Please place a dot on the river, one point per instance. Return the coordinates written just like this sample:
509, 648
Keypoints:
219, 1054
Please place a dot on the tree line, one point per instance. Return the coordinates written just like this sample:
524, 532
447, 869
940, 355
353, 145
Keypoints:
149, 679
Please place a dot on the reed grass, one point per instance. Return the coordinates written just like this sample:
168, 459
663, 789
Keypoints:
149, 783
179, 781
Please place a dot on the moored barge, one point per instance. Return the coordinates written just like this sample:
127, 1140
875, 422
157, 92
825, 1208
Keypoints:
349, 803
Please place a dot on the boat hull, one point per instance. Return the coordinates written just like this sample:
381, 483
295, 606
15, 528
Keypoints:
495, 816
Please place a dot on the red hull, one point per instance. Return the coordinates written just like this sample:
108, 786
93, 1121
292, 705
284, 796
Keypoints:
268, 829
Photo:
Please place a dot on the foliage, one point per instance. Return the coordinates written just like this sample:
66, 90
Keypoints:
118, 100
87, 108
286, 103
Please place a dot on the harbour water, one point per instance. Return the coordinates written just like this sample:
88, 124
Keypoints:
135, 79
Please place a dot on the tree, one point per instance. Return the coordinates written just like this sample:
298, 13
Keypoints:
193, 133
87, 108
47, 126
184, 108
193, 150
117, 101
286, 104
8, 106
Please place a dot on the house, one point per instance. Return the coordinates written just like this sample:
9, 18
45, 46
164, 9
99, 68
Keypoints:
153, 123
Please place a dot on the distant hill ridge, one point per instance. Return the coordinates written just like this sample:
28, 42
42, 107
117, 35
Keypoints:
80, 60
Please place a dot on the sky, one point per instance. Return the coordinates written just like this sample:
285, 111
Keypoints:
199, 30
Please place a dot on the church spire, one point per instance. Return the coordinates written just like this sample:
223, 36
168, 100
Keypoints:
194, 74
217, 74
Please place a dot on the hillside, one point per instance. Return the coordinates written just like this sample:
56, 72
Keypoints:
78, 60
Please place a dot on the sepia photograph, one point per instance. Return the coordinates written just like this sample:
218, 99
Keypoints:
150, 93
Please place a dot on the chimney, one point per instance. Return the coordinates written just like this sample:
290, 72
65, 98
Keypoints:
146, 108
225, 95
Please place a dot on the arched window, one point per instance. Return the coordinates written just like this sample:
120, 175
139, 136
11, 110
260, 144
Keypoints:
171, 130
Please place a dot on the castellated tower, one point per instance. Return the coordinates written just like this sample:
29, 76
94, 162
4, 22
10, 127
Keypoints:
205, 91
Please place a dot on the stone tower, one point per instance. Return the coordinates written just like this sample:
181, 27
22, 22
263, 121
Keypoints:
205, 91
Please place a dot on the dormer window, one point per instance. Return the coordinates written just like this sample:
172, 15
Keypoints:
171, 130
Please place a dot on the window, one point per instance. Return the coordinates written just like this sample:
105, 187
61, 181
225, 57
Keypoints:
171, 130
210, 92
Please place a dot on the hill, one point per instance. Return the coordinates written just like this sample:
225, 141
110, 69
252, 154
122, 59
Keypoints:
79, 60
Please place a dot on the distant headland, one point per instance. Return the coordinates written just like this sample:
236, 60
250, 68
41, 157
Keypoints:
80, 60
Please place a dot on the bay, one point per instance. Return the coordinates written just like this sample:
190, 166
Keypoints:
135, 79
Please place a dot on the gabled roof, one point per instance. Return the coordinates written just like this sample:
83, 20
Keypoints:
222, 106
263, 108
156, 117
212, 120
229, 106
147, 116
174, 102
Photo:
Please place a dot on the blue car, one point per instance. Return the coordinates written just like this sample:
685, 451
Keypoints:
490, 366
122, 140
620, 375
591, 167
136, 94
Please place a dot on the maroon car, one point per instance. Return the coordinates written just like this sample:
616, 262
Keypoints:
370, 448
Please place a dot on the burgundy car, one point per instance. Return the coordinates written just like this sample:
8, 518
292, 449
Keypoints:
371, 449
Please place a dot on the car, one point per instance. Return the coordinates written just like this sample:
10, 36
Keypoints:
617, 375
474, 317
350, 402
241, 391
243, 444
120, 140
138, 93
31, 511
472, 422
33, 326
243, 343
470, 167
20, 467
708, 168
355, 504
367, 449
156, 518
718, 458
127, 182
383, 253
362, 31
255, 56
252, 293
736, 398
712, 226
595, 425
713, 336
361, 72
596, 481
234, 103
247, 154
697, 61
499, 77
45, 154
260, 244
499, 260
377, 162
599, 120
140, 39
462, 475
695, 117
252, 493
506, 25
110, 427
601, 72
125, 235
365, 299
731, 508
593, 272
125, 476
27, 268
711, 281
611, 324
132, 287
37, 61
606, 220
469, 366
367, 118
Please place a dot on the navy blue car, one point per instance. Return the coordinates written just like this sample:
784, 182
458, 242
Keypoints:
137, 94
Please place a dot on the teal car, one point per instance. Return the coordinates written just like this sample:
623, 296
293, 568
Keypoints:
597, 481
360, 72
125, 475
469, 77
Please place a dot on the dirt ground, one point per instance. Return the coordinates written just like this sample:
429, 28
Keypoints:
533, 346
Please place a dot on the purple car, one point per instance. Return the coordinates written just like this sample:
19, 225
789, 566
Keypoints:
════════════════
Print all the data exactly.

Task result:
Please place a dot on the river, one point per instance. Return the coordinates written just like this sample:
509, 648
Keypoints:
219, 1054
Please place a dot on the tree line, one point per instance. Return the coordinates written just like this sample:
524, 532
447, 869
940, 355
353, 145
Keypoints:
149, 679
Please place a dot on the reed grass, one point per instance. Return the coordinates written just like this sample:
168, 459
663, 789
Keypoints:
149, 783
179, 781
Please place a dot on the moored barge, one point per instance. Return the coordinates written just like this sample:
127, 1140
875, 422
157, 92
825, 1208
Keypoints:
349, 803
Please place a dot on the boat hull, one point per instance. Return the coordinates written just like this sample:
381, 483
295, 606
15, 528
Keypoints:
495, 816
Please place a dot on the red hull, one point per instance. Return the coordinates written just like this sample:
108, 786
93, 1121
292, 705
284, 796
Keypoints:
268, 829
Photo:
Please place a dot on the foliage, one point per instance. Return the coordinates written just like this sample:
66, 90
Keypoints:
118, 100
87, 108
286, 103
Please place a dot on the harbour water, one point per instance. Return the coordinates written just like this sample:
88, 124
Keypoints:
135, 79
Please place a dot on the tree, one point per instance. Return the coordinates written just like this sample:
298, 13
Keypoints:
193, 133
87, 108
47, 126
184, 108
193, 150
117, 101
286, 104
8, 106
Please place a dot on the house, one point per instance. Return the coordinates written just like this sample:
9, 18
45, 46
164, 9
99, 68
Keypoints:
153, 123
Please place a dot on the distant hill ridge, one point per instance. Return the coordinates written just like this sample:
28, 42
42, 107
117, 35
Keypoints:
80, 60
Please place a dot on the sky, one point per instance. Return the coordinates written just like this sample:
285, 111
Keypoints:
199, 30
Please place a dot on the church spire, one point per instance. Return the coordinates written just like this sample:
223, 36
168, 100
Keypoints:
194, 74
217, 74
Please place a dot on the hillside, one point per instance. Return the coordinates written just like this sample:
56, 72
Keypoints:
78, 60
Please place a dot on the sepia photograph, one point per instance. Return the coordinates written just like this sample:
218, 99
Keypoints:
150, 93
Please place a dot on the chimney, one point per instance. Return the coordinates written just like this sample:
290, 72
65, 98
Keypoints:
146, 108
225, 95
Please place a dot on the arched window, one point per instance. Return the coordinates written just like this sample:
120, 175
139, 136
11, 110
260, 144
Keypoints:
171, 130
Please place a dot on the castellated tower, one point per instance. Return the coordinates written just like this sample:
29, 76
94, 162
4, 22
10, 127
Keypoints:
205, 91
Please place a dot on the stone tower, one point per instance. Return the coordinates written just like this sample:
181, 27
22, 22
263, 121
Keypoints:
205, 91
Please place a dot on the dormer window, one point per instance. Return the coordinates written just like this sample:
172, 15
Keypoints:
171, 130
Please place a dot on the window, one point per instance. Return the coordinates written just like this sample:
105, 187
61, 181
225, 57
Keypoints:
171, 130
210, 92
Please place a dot on the hill, one point per instance. Return the coordinates written just like this sample:
225, 141
110, 69
252, 154
122, 59
Keypoints:
79, 60
Please place a dot on the distant headland, one point per instance. Return the coordinates written just like this sample:
236, 60
250, 68
41, 157
Keypoints:
80, 60
Please place a dot on the bay, one point per instance. Return the coordinates written just like this sample:
190, 166
Keypoints:
135, 79
Please place a dot on the gabled roof, one point per instance. Return the coordinates written just like this sample:
83, 20
Keypoints:
222, 106
263, 108
156, 117
212, 120
229, 106
147, 116
174, 102
Photo:
Please place a dot on the blue car, one point per instance. Return the coordinates written just like this sample:
685, 451
Keypoints:
490, 366
122, 140
620, 375
591, 167
136, 94
Please place a dot on the maroon car, one point per instance. Return the coordinates written just like this sample:
616, 262
Keypoints:
370, 448
Please place a dot on the burgundy car, one point per instance. Return the coordinates written just like this sample:
8, 518
292, 449
Keypoints:
371, 449
Please place a dot on the car, one point per instance. Return the coordinates written just like this sample:
10, 36
Keypoints:
617, 375
474, 317
350, 402
241, 391
243, 444
120, 140
138, 93
31, 511
472, 422
33, 326
243, 343
470, 167
20, 467
708, 168
355, 504
367, 449
156, 518
718, 458
127, 182
383, 253
362, 31
255, 56
252, 293
736, 398
712, 226
595, 425
713, 336
361, 72
596, 481
234, 103
247, 154
697, 61
499, 77
45, 154
260, 244
499, 260
377, 162
599, 120
140, 39
462, 475
695, 117
252, 493
506, 25
110, 427
601, 72
125, 235
365, 299
731, 508
593, 272
125, 476
27, 268
711, 281
611, 324
132, 287
37, 61
606, 220
469, 366
367, 118
Please place a dot on the navy blue car, one point per instance. Return the coordinates written just like this sample:
784, 182
458, 242
Keypoints:
137, 94
Please place a dot on the teal car, one point per instance. Return the coordinates written just like this sample:
623, 296
293, 568
Keypoints:
597, 481
360, 72
125, 475
469, 77
Please place a dot on the dirt ground, one point per instance. Return the coordinates written just like this sample:
429, 28
Keypoints:
533, 346
Please place a dot on the purple car, one point per instance. Return the coordinates written just like this sample:
19, 225
789, 566
Keypoints:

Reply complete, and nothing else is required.